_What is expected:_
Please reproduce the entries that follow without a single difference.

[Start of Attachment]

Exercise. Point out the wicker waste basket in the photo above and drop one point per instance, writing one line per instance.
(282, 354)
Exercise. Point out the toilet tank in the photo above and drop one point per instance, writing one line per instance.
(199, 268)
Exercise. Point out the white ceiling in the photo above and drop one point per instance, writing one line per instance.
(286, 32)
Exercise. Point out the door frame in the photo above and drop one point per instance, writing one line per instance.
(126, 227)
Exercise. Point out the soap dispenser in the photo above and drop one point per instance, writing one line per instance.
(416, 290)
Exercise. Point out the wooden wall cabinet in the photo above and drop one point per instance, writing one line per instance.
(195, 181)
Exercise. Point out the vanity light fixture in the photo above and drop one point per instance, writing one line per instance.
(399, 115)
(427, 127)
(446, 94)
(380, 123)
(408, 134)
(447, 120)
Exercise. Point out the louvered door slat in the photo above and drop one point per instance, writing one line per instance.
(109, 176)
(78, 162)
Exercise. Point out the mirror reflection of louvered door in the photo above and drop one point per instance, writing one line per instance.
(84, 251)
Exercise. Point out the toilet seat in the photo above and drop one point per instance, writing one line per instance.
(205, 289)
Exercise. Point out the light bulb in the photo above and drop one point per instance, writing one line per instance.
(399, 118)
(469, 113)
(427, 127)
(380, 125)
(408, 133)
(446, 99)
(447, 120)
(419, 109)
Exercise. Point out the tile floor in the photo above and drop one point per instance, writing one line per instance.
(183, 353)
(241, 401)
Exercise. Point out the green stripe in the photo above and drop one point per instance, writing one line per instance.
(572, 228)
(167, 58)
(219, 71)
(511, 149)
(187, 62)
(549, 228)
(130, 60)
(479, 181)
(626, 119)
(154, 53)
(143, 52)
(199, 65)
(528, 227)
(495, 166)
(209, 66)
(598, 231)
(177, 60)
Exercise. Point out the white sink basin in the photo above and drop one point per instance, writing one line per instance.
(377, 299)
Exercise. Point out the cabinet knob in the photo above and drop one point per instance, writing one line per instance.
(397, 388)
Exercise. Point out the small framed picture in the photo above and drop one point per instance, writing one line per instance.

[End of Attachment]

_Response box:_
Exercise. Point out the wicker waste basket in the photo above and drop one point per instance, writing one line per instance.
(282, 354)
Exercise. Point out the toilet tank in the photo above and drop one point per instance, writing one line per instance.
(199, 268)
Exercise. Point out the white ceiling in the photo above and drop one point per instance, writing one line per instance.
(286, 32)
Exercise. Point out the door frame in the photo above and drop one point per instance, writing one line per instance.
(126, 227)
Exercise. Point out the soap dispenser in the photo above and drop one point per instance, writing one line per instance.
(416, 290)
Exercise. Point out the wooden wall cabinet in the photo above and drop one point per instance, writing one line per instance.
(195, 181)
Exercise. Point out the vanity light fixture in the photo above and drop one point per instance, writing one line per instance.
(399, 115)
(427, 127)
(446, 94)
(380, 123)
(408, 134)
(447, 120)
Exercise. Point out the louvered door slat in the photo above and drop one point per instance, writing one line per instance.
(109, 176)
(78, 162)
Exercise. Point out the mirror reflection of louvered door in the photo above and drop one point per instance, writing one line per instance.
(84, 251)
Exercise. Point out the toilet seat in the photo above and drop one point per instance, writing one line per instance.
(205, 289)
Exercise. Point out the light bulb in the photo above and drop one point per instance, writing one line per instance.
(399, 118)
(469, 113)
(427, 127)
(380, 125)
(408, 133)
(446, 99)
(447, 120)
(419, 109)
Exercise. Point out the tile floor in the photo above and drop one point per instance, writing one line per instance.
(183, 353)
(241, 401)
Exercise. Point out the green stripe in the photo above and drop one point per instance, writing one line per instance.
(572, 228)
(167, 58)
(219, 71)
(511, 149)
(187, 62)
(549, 228)
(130, 60)
(479, 181)
(626, 119)
(154, 53)
(143, 52)
(199, 65)
(528, 227)
(495, 166)
(209, 66)
(598, 231)
(177, 60)
Exercise. Point out the white sink basin in the photo above and drop one point per instance, writing one line per instance.
(377, 299)
Exercise. Point out the cabinet knob in the photo above and drop one point per instance, writing one line per instance.
(397, 388)
Exercise. Point out the small framed picture in the photo above and drop one point per instance, writing one line per instance.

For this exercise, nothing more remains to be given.